* [Exercise description]
Transcribe each of the items below word for word, with no changes.

:: Records

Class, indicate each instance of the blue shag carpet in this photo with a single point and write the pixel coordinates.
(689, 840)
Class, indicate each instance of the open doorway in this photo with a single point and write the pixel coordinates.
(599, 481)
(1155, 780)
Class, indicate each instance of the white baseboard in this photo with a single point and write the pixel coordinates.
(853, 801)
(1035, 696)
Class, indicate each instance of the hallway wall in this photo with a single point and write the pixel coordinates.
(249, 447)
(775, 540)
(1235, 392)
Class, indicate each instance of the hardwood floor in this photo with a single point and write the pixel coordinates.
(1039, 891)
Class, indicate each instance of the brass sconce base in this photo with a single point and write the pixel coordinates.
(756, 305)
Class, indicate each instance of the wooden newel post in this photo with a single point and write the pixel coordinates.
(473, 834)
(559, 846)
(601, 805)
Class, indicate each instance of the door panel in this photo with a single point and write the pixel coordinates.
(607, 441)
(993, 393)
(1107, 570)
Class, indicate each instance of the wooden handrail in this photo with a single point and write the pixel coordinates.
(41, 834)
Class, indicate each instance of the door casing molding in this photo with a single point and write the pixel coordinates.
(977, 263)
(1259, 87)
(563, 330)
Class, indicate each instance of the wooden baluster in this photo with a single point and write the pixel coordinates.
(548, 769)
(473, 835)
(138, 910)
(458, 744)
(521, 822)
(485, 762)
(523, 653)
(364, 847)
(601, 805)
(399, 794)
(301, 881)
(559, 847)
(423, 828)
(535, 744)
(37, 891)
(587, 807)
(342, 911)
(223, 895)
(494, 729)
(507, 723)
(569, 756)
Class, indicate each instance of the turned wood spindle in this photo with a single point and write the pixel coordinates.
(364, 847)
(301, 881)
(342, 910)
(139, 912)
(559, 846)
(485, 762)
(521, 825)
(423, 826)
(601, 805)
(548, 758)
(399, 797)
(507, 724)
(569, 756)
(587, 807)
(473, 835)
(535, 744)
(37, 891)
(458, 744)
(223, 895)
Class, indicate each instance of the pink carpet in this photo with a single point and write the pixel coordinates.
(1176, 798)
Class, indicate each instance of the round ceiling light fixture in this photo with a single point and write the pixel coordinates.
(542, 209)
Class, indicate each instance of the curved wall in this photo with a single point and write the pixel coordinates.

::::

* [The reply]
Class, indicate each instance of the blue shag carpet in this photo with a single point and write the pixel coordinates.
(689, 840)
Class, indicate each instance of the open doorway in this photo with a single point and write the pixel coordinates.
(599, 481)
(1155, 780)
Class, indicate each instance of the white baseboard in this photo with a single point and write the pixel coordinates.
(853, 801)
(1035, 696)
Class, indicate each instance of the hallway wall in this photo with a single point and write the pixel coordinates.
(249, 447)
(775, 540)
(1235, 392)
Class, indicate each instance of the hardwood floor in this photo with a single point and write the pixel coordinates.
(1039, 891)
Class, indicate each instance of the brass sconce base in this photo with a single point and write the pixel coordinates.
(756, 305)
Class, indicate each instance of the wooden newel post in this photo with a single point and write the pixel coordinates.
(473, 834)
(559, 846)
(601, 805)
Class, indicate each instance of the door panel in this photo with a single point and write the pixel coordinates.
(607, 441)
(993, 393)
(1107, 570)
Class, indicate each instance of the wooden handrail in this photo with a single point and write the pixel coordinates.
(41, 834)
Class, indicate each instance of the door casing molding in this photo with a single point and write the pixel coordinates.
(977, 263)
(1259, 87)
(563, 330)
Class, indicate each instance of the wooden baluster in this photo with a single point and write the pixel coordinates.
(548, 769)
(473, 835)
(138, 910)
(458, 744)
(521, 822)
(485, 762)
(523, 653)
(364, 847)
(601, 805)
(399, 794)
(301, 881)
(559, 847)
(423, 828)
(535, 744)
(37, 891)
(587, 807)
(342, 911)
(223, 895)
(494, 729)
(507, 723)
(569, 756)
Class, indicate each instance of the turned wood spindle in this photo with a single point and write the pixel coordinates.
(364, 847)
(301, 881)
(342, 910)
(139, 912)
(559, 846)
(485, 762)
(521, 825)
(423, 826)
(601, 805)
(548, 758)
(399, 797)
(507, 724)
(569, 756)
(587, 807)
(473, 835)
(535, 744)
(37, 891)
(458, 744)
(223, 895)
Class, indicate each instance of the pink carpet in this photo with a single point and write the pixel coordinates.
(1176, 798)
Class, indicate each instance of the round ceiling light fixture in this photo with a single point and write the pixel coordinates.
(542, 209)
Class, indicate each instance of the curved wall in this photo with a single point and write the pixel coordinates.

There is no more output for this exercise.